■ **What to do**
Restate word for word, and only, the lines that extend from the line containing "# test: point on every instance of the baseboard" through the end of the records below.

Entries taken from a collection
Segment Open
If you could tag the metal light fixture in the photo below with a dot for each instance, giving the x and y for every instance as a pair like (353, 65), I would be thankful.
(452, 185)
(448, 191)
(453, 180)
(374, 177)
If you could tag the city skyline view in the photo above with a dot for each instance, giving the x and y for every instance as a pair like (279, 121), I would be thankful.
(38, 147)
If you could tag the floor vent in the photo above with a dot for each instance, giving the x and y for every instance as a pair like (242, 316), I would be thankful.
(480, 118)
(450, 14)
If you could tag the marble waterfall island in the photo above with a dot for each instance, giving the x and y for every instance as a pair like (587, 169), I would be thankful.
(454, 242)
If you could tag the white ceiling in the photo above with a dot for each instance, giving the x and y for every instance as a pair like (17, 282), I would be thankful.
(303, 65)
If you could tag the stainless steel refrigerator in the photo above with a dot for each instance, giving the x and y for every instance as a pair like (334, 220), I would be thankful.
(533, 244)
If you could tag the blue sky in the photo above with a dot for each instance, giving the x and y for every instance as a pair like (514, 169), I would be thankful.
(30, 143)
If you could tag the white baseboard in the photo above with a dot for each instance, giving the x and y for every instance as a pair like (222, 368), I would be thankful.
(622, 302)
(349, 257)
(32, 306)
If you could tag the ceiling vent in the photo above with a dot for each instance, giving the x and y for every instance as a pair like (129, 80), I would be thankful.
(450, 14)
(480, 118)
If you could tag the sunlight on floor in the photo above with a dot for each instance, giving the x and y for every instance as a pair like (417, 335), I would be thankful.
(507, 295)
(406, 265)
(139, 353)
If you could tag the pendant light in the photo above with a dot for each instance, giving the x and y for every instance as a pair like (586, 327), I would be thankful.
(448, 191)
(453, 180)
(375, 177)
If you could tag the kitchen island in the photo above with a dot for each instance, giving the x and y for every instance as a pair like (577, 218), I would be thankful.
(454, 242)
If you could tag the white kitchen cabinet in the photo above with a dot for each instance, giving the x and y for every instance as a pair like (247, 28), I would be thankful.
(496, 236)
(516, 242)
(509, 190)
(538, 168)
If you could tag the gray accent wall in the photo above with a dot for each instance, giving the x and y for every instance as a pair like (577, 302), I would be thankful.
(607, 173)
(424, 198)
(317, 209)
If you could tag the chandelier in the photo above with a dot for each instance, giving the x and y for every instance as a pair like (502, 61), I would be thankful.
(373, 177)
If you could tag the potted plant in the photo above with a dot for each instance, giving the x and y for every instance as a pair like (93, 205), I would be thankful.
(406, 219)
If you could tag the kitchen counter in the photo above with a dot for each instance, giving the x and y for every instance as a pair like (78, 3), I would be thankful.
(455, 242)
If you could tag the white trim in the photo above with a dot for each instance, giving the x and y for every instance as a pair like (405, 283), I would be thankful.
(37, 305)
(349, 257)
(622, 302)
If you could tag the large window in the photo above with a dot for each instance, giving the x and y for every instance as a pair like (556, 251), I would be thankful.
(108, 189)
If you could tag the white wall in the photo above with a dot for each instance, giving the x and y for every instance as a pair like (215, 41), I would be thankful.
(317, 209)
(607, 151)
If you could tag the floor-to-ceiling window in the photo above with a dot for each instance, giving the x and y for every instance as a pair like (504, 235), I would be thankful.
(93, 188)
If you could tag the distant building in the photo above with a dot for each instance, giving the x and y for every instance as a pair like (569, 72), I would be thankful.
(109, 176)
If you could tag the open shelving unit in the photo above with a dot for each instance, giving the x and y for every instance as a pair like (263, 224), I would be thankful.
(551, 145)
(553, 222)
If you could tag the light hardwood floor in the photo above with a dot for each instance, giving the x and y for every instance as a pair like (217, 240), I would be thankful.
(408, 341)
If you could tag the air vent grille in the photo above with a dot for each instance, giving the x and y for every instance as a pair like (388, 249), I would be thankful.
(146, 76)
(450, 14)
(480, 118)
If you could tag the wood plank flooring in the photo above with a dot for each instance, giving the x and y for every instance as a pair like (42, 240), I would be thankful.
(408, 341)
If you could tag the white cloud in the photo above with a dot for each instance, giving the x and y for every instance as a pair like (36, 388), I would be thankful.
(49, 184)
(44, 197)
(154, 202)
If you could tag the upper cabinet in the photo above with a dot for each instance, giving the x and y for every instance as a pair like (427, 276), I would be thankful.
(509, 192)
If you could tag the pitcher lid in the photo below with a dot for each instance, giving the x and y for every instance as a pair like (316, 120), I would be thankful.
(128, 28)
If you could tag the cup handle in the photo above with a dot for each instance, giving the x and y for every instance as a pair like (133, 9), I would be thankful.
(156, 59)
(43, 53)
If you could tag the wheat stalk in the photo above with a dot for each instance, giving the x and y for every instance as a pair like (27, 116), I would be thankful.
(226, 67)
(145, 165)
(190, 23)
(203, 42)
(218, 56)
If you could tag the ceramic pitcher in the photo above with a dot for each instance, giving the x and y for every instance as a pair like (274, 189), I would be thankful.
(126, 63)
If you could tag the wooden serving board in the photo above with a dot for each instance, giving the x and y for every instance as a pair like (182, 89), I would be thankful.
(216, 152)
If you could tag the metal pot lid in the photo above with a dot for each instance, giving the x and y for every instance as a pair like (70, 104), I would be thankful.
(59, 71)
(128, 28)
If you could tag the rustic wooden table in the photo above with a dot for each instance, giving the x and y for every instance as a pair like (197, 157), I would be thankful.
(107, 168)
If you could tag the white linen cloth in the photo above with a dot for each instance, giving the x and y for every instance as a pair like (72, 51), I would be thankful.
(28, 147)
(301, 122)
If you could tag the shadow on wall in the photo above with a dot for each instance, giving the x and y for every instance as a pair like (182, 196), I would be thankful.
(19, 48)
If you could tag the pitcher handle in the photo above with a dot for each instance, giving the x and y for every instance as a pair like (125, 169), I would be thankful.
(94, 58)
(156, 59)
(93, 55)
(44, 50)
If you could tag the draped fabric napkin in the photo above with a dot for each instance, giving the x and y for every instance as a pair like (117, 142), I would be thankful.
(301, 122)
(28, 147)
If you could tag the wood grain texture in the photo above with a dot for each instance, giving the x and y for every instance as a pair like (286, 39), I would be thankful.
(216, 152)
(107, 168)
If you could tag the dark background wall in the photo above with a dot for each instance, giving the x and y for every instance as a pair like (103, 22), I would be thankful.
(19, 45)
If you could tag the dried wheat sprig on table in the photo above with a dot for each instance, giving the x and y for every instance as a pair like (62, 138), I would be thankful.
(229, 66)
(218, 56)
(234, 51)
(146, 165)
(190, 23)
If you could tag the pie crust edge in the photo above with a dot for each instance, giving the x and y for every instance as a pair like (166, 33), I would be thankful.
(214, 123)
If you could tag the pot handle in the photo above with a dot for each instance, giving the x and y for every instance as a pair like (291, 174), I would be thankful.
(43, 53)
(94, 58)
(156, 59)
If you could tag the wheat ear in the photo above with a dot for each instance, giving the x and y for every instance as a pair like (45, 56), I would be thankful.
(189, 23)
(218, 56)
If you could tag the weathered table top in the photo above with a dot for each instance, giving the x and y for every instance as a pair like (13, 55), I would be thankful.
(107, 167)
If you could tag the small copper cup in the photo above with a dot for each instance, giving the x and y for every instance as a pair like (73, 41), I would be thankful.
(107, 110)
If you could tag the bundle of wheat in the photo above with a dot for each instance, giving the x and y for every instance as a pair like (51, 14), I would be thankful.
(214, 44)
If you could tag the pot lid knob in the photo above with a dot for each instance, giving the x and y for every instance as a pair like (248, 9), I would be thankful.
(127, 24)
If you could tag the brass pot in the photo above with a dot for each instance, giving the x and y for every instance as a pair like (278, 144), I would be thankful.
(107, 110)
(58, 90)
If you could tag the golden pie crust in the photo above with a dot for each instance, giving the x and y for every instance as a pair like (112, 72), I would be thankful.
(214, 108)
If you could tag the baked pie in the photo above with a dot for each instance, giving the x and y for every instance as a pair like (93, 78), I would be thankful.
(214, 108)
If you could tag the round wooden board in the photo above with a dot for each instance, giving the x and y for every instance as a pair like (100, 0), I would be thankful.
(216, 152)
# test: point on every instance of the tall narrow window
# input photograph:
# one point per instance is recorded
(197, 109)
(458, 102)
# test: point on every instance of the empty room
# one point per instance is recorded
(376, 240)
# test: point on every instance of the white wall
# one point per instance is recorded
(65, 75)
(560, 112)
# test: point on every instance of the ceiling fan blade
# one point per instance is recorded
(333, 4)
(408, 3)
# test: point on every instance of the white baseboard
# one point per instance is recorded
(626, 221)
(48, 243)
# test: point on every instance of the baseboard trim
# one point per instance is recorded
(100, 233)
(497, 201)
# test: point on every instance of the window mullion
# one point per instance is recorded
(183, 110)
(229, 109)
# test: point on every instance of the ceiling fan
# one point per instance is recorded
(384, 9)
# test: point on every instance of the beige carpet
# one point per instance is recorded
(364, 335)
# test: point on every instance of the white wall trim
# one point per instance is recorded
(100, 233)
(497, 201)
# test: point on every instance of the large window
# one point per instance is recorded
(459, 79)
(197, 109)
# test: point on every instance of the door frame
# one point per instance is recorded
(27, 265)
Segment Closed
■ **Answer space**
# test: point on every instance of the baseboard trim
# one point per instance is recorded
(100, 233)
(497, 201)
# test: point on every instance of the window mullion
# one point per instance is recorded
(183, 110)
(229, 109)
# test: point on every instance of the ceiling fan
# one point per instance is recorded
(384, 9)
# test: point on every instance of the beige carpet
# one point per instance is recorded
(364, 335)
# test: point on every instance of the white wall trim
# one point per instance is recorded
(100, 233)
(497, 201)
# test: point on every instance of the large window
# one point per instance is recorded
(459, 79)
(197, 109)
# test: point on every instance of the door frame
# one point per instance is recorded
(27, 265)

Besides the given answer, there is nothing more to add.